* [Written instruction]:
Gather each line of the material below that contains the word "blue" and copy it in full. Matching is case-sensitive.

──────────

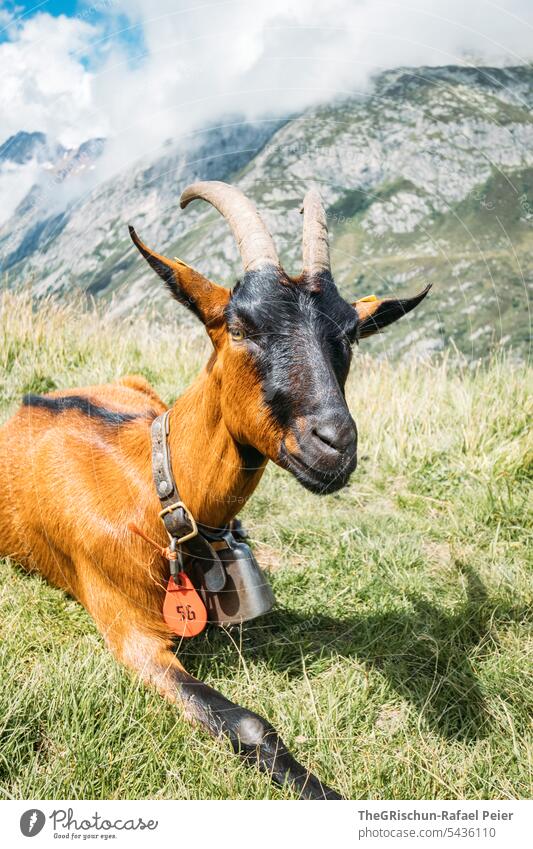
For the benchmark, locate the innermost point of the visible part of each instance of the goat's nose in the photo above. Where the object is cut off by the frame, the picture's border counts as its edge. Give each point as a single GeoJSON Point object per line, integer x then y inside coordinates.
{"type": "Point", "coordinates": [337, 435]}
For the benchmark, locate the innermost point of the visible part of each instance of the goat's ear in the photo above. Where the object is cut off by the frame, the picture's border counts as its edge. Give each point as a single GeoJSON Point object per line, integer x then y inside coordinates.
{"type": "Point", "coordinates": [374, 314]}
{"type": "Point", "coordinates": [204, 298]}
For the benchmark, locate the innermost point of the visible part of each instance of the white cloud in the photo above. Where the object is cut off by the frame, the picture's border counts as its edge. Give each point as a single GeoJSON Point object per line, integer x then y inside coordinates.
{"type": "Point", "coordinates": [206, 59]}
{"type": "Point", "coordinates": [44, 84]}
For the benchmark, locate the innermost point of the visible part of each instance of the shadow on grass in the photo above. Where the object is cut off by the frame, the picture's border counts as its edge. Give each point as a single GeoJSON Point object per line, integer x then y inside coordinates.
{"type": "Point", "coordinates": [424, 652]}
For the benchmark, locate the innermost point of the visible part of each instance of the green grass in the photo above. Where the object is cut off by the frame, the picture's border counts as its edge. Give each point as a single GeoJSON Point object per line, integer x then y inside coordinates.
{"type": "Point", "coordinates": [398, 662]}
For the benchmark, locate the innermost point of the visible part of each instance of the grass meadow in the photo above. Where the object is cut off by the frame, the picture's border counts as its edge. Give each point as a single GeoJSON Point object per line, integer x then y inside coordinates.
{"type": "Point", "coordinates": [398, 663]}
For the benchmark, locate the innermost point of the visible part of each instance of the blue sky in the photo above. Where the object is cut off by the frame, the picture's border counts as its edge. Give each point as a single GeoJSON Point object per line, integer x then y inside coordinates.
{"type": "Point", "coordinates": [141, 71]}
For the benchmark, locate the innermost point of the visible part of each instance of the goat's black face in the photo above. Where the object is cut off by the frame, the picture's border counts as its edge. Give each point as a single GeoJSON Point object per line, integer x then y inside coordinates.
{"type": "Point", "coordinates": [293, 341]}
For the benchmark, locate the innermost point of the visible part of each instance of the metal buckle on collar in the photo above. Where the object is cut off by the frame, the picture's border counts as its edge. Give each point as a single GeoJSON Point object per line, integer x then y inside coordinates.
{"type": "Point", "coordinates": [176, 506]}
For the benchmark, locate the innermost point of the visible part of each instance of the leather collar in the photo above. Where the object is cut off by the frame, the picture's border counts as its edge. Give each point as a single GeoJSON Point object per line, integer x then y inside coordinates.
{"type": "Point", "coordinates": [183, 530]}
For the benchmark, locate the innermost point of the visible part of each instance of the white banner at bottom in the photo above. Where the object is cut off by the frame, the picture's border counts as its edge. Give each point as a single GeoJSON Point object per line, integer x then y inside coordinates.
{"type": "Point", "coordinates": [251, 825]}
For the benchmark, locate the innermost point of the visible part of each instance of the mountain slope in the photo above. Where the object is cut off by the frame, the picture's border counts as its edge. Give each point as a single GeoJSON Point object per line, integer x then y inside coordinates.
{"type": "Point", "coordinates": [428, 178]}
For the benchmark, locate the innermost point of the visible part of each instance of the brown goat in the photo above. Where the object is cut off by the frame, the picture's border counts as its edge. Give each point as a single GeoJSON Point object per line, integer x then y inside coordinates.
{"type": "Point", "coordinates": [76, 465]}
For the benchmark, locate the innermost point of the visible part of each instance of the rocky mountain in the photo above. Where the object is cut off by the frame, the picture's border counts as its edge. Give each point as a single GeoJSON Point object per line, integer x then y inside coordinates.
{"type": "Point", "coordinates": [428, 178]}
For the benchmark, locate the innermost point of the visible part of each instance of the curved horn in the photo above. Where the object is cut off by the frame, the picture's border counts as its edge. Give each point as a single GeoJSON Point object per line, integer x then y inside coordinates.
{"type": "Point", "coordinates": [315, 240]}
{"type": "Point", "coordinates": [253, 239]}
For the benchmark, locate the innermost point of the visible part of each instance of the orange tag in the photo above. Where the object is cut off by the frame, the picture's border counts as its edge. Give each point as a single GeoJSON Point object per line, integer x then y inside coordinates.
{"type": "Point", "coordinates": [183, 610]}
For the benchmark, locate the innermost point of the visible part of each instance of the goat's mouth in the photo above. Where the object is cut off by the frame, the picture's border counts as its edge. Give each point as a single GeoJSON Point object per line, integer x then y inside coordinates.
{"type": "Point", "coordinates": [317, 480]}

──────────

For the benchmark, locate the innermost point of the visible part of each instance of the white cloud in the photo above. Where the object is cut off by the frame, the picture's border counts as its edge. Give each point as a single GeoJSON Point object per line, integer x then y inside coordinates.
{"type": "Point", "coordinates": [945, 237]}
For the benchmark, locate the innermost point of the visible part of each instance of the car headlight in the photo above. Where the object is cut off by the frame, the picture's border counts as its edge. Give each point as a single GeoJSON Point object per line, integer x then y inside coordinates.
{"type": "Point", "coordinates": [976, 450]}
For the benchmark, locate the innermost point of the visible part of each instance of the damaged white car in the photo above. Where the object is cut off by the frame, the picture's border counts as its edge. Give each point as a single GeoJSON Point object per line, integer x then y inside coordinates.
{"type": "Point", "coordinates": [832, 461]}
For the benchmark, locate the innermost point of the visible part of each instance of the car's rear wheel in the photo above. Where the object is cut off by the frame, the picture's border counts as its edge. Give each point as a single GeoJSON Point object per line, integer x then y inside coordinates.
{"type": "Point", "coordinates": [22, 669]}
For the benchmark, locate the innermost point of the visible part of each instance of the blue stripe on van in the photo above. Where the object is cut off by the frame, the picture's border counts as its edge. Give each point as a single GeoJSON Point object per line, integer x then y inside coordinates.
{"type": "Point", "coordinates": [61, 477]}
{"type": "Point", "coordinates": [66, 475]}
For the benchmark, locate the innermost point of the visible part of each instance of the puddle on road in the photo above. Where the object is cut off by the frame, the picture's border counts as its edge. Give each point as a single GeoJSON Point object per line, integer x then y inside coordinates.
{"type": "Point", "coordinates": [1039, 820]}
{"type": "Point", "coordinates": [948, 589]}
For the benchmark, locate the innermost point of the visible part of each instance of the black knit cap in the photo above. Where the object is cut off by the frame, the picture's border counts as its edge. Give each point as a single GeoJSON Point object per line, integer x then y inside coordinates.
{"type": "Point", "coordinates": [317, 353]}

──────────

* [Problem solution]:
For the benchmark, locate the innermost point of the visible part of each instance of the blue sky in the photo above. Where the object is cut off by the frame, the picture's border counts as its edge. Give each point as a single GeoJSON Point object per line, integer x then y inside coordinates.
For the benchmark, locate the innermost point of the visible part of each instance of the blue stripe on van in the photo above. Where the object is cut off by the frame, the picture's border counts as its edge. Give each point as a single GeoJSON Point object per line, integer x then y inside coordinates.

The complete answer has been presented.